Written problem —
Show every line of the material below that contains the string "sack".

Stored records —
>> BEGIN

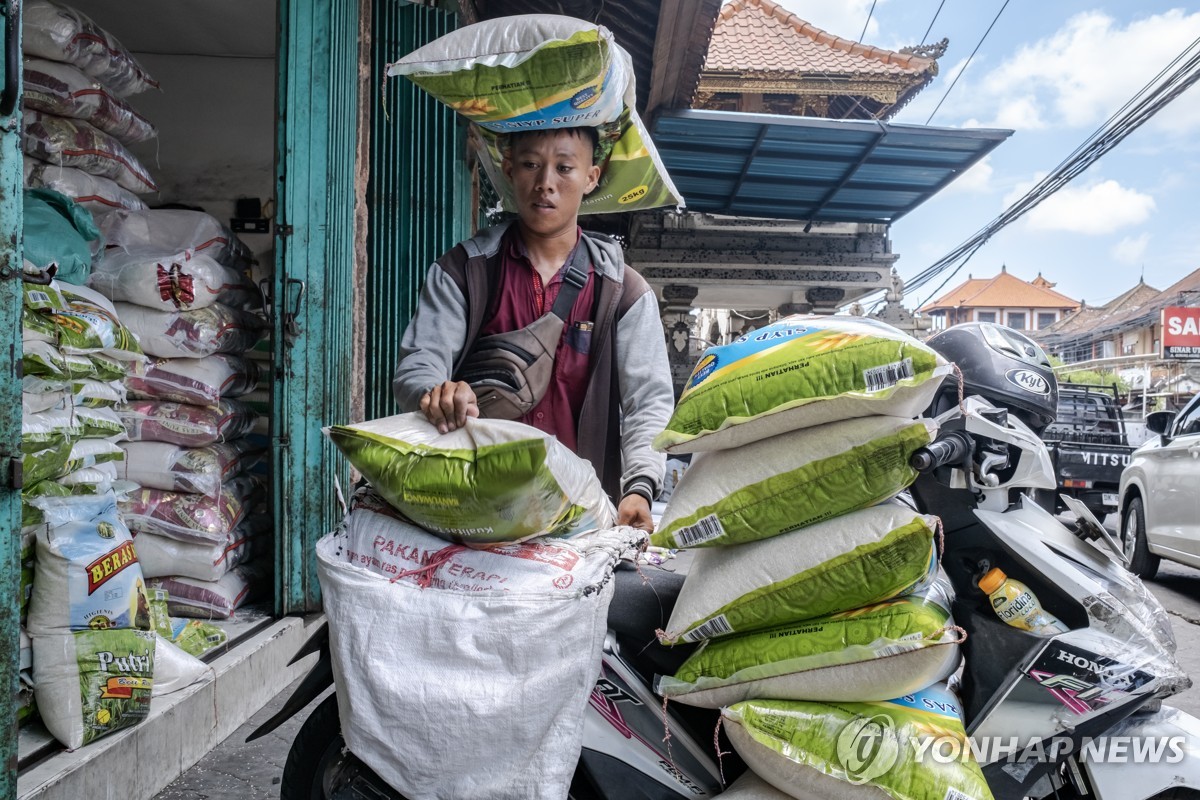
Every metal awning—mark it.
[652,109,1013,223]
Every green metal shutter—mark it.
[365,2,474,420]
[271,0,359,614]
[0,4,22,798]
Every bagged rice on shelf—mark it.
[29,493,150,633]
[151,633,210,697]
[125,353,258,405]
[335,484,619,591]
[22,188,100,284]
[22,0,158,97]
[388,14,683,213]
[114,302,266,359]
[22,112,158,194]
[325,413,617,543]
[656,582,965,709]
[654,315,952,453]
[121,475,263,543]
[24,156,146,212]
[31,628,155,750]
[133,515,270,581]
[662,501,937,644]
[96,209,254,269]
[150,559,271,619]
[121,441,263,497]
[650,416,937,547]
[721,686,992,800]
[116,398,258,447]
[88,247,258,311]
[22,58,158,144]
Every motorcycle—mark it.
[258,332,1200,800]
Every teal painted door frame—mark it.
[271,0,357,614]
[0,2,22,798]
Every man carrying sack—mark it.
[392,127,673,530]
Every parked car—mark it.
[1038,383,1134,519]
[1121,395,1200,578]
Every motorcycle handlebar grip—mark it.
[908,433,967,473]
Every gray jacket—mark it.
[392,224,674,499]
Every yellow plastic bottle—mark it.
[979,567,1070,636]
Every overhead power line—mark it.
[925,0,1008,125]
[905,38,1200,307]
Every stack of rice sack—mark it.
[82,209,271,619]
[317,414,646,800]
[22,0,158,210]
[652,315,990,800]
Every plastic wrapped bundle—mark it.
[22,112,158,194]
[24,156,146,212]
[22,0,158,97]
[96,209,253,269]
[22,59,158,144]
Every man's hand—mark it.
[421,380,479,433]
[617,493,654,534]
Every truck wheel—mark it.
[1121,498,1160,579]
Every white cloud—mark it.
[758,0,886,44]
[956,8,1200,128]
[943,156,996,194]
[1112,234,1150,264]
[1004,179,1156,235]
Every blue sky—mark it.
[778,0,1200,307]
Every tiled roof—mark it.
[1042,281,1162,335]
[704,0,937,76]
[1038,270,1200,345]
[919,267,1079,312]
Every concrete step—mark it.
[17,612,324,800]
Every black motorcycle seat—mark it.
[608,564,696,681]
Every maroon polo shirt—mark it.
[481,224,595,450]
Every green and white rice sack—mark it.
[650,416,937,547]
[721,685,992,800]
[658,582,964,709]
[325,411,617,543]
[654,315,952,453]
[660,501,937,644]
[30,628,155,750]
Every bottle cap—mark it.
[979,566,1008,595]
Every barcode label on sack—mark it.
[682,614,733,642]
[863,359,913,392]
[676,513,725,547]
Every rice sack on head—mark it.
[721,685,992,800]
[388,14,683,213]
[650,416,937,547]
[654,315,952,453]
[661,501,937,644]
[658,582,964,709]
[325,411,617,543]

>> END
>> BEGIN

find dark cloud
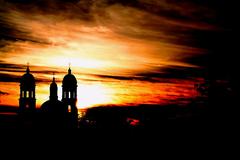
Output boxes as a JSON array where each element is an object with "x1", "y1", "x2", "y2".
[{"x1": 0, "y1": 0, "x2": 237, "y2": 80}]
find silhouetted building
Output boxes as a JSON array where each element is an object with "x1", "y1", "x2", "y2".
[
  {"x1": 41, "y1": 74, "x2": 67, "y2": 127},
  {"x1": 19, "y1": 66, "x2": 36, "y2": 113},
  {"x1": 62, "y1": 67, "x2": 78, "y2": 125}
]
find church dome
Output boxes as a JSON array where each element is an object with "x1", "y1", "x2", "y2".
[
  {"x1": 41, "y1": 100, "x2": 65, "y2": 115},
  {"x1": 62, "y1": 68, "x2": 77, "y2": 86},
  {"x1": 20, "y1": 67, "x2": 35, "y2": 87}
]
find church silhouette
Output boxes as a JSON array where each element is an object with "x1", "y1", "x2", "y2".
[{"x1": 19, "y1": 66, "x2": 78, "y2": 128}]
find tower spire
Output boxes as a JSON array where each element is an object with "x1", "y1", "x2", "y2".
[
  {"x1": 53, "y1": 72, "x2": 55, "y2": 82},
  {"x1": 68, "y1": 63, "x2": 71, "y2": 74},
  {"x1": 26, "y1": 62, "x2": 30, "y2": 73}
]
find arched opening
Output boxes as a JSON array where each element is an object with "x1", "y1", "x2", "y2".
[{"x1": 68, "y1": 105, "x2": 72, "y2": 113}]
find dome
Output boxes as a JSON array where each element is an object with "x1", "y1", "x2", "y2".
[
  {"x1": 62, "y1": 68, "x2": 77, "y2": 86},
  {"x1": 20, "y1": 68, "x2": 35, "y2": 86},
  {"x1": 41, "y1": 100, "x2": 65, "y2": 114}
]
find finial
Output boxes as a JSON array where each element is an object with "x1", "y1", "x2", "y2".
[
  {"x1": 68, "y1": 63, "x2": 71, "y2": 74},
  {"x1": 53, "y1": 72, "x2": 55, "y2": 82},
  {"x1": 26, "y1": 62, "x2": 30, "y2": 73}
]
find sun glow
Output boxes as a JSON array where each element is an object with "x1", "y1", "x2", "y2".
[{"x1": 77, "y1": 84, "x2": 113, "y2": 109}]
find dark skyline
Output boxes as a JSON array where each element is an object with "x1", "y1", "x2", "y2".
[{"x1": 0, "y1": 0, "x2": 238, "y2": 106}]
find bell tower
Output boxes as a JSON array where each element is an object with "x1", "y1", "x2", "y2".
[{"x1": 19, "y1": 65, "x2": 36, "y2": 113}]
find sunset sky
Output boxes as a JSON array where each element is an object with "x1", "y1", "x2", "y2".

>> END
>> BEGIN

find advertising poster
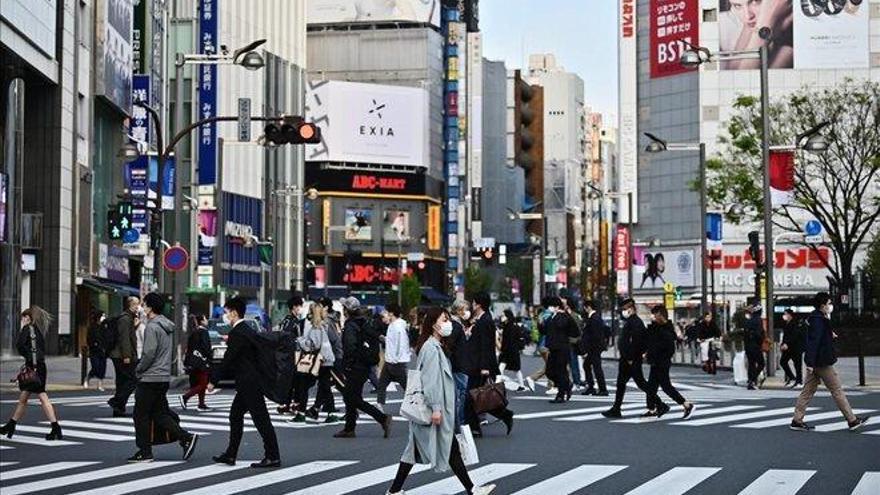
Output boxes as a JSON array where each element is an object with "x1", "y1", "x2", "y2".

>> END

Final answer —
Every man carrying sack—mark it.
Every stack of rice sack—mark it.
Every green and white rice sack—mark it.
Every barcode label on sack—mark it.
Every rice sack on head—mark it.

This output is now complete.